• [Image point grounding data]
+++
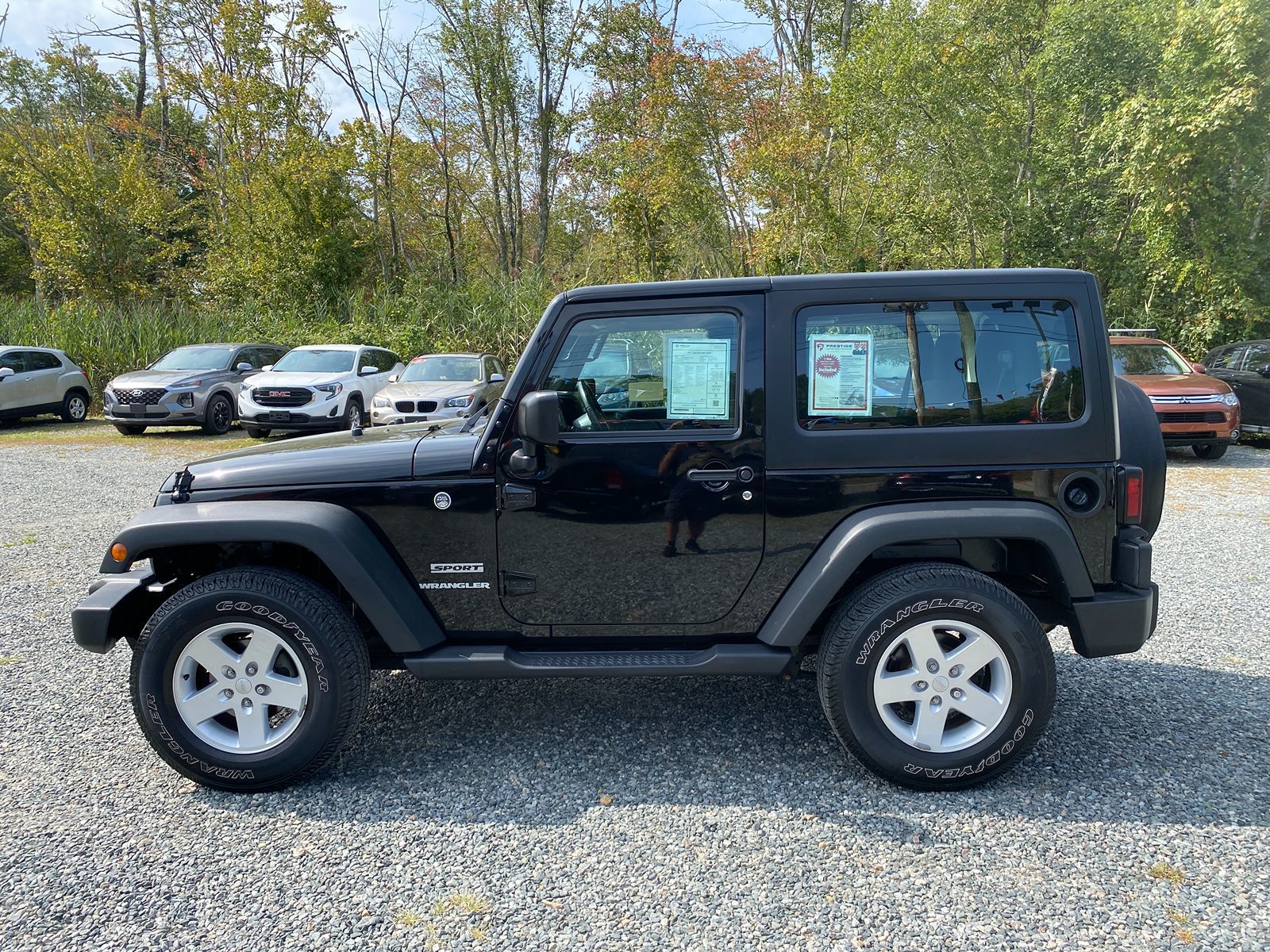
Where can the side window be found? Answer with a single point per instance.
(1257, 359)
(648, 372)
(40, 361)
(937, 363)
(16, 361)
(1229, 359)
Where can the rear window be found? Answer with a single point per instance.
(937, 363)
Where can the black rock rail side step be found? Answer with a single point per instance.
(502, 662)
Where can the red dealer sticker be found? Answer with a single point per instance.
(827, 366)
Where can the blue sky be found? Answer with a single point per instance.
(29, 23)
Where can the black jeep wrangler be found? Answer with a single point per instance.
(912, 476)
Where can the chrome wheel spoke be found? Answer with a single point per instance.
(206, 704)
(253, 727)
(922, 645)
(897, 687)
(929, 725)
(262, 651)
(286, 692)
(243, 685)
(977, 651)
(979, 706)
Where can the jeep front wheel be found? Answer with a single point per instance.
(935, 677)
(249, 679)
+++
• [PROBLEM STATEMENT] Copy the records exactly as they appear, excluding images.

• [ANSWER BOX]
Where can the side window be found? Answer with a single point per instance.
(1257, 359)
(648, 372)
(40, 361)
(937, 363)
(16, 361)
(1229, 359)
Where can the rear window be found? Answer with a single point per instance.
(937, 363)
Where can the black rock rail side step be found? Answer with a single point per instance.
(502, 662)
Where can the red dealer sticker be found? Answer with a single point per instance.
(827, 366)
Where can the blue sky be found? Answer with a single point per instance.
(29, 23)
Where can the black jeep wrangler be found? Answer with a single point per instance.
(912, 476)
Where can the chrome wheel spoke be found? Answer with a single point per instance.
(206, 704)
(253, 727)
(922, 645)
(897, 687)
(929, 725)
(262, 651)
(286, 692)
(243, 685)
(977, 651)
(979, 706)
Where can the jeep front wheel be found? Answer with a single point per instance.
(935, 677)
(249, 679)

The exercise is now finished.